**AIM**
Give the records below as a two-column CSV with the header text,answer and one row per record. Put each record's text and its answer in their own quoted fields, with line breaks turned into spaces.

Boundary labeling items:
Start
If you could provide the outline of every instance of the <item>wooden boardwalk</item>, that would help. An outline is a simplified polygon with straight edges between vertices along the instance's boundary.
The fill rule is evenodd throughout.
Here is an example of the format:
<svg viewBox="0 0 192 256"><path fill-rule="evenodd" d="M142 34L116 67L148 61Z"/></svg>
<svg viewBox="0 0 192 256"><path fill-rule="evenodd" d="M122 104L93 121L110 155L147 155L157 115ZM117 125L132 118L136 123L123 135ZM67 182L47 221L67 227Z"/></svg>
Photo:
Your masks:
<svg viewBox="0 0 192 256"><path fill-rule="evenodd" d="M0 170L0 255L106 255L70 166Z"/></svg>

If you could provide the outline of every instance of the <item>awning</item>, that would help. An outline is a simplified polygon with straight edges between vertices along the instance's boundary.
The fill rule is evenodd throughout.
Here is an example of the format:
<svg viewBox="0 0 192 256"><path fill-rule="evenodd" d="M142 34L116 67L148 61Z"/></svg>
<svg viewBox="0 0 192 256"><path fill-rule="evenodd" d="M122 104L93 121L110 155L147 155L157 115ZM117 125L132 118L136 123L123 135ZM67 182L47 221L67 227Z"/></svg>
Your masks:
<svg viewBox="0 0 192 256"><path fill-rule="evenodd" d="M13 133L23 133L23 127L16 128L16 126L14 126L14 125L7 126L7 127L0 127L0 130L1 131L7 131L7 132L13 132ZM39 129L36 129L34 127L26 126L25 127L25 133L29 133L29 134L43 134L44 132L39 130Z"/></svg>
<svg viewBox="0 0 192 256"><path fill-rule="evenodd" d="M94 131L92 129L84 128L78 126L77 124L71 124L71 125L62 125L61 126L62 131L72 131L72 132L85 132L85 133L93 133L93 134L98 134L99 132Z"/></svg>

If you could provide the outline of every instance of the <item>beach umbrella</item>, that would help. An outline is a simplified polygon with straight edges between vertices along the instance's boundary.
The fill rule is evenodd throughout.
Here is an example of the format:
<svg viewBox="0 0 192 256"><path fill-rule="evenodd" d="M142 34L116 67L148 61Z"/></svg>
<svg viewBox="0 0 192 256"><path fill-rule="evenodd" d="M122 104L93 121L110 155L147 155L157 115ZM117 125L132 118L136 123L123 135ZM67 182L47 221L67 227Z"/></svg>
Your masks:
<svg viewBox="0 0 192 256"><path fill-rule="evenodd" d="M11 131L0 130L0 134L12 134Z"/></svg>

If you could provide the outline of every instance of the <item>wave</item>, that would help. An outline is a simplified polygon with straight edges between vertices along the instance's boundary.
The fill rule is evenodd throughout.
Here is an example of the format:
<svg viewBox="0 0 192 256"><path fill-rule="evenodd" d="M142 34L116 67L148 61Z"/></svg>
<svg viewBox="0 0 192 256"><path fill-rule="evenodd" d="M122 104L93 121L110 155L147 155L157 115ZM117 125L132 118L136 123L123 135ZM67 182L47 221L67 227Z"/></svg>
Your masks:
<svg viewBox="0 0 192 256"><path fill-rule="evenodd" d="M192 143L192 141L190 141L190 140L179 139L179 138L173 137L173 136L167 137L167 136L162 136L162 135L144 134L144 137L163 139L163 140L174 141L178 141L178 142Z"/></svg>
End
**ANSWER**
text,answer
"If you could provide the outline of every instance of the <item>wooden boardwalk</item>, that would help. An outline is a simplified polygon with straight edges between vertices along the instance's boundary. The fill rule is evenodd throughout. Here is an example of the format: <svg viewBox=""0 0 192 256""><path fill-rule=""evenodd"" d=""M142 34L116 67L148 61Z""/></svg> <svg viewBox=""0 0 192 256""><path fill-rule=""evenodd"" d=""M122 104L93 121L110 155L147 155L157 115ZM117 125L132 118L136 123L123 135ZM67 182L47 221L67 227Z""/></svg> Photo: Your masks:","<svg viewBox=""0 0 192 256""><path fill-rule=""evenodd"" d=""M0 170L0 255L106 255L70 166Z""/></svg>"
"If you could provide the outline of every instance of the <item>awning</item>, that would help. An outline is a simplified polygon with straight edges between vertices along the instance's boundary. The fill rule is evenodd throughout. Here is an example of the format: <svg viewBox=""0 0 192 256""><path fill-rule=""evenodd"" d=""M142 34L116 67L148 61Z""/></svg> <svg viewBox=""0 0 192 256""><path fill-rule=""evenodd"" d=""M122 104L93 121L110 155L147 155L157 115ZM117 125L132 118L136 123L123 135ZM67 182L47 221L67 227Z""/></svg> Your masks:","<svg viewBox=""0 0 192 256""><path fill-rule=""evenodd"" d=""M13 133L23 133L23 127L16 128L16 126L14 126L14 125L7 126L7 127L0 127L0 130L1 131L7 131L7 132L13 132ZM39 129L36 129L34 127L26 126L25 127L25 133L29 133L29 134L43 134L44 132L39 130Z""/></svg> <svg viewBox=""0 0 192 256""><path fill-rule=""evenodd"" d=""M94 131L92 129L84 128L78 126L77 124L71 124L71 125L62 125L61 126L62 131L72 131L72 132L85 132L85 133L93 133L93 134L98 134L99 132Z""/></svg>"
"If you could provide the outline of every instance of the <item>beach umbrella</item>, that would help. An outline is a simplified polygon with straight edges between vertices along the instance's boundary. The fill rule is evenodd throughout. Here is an example of the format: <svg viewBox=""0 0 192 256""><path fill-rule=""evenodd"" d=""M142 34L116 67L148 61Z""/></svg> <svg viewBox=""0 0 192 256""><path fill-rule=""evenodd"" d=""M122 104L93 121L110 155L147 155L157 115ZM117 125L132 118L136 123L123 135ZM67 182L47 221L67 227Z""/></svg> Your masks:","<svg viewBox=""0 0 192 256""><path fill-rule=""evenodd"" d=""M11 131L0 130L0 134L12 134Z""/></svg>"
"If you could provide the outline of every instance of the <item>wave</item>, that would help. An outline is a simplified polygon with straight edges between vertices along the instance's boundary. The fill rule is evenodd throughout. Here is an example of the format: <svg viewBox=""0 0 192 256""><path fill-rule=""evenodd"" d=""M142 34L116 67L148 61Z""/></svg> <svg viewBox=""0 0 192 256""><path fill-rule=""evenodd"" d=""M122 104L93 121L110 155L147 155L157 115ZM117 125L132 118L136 123L123 135ZM67 182L47 221L67 227Z""/></svg> Your masks:","<svg viewBox=""0 0 192 256""><path fill-rule=""evenodd"" d=""M192 143L192 141L190 141L190 140L179 139L179 138L173 137L173 136L167 137L167 136L162 136L162 135L144 134L144 137L163 139L163 140L174 141L178 141L178 142Z""/></svg>"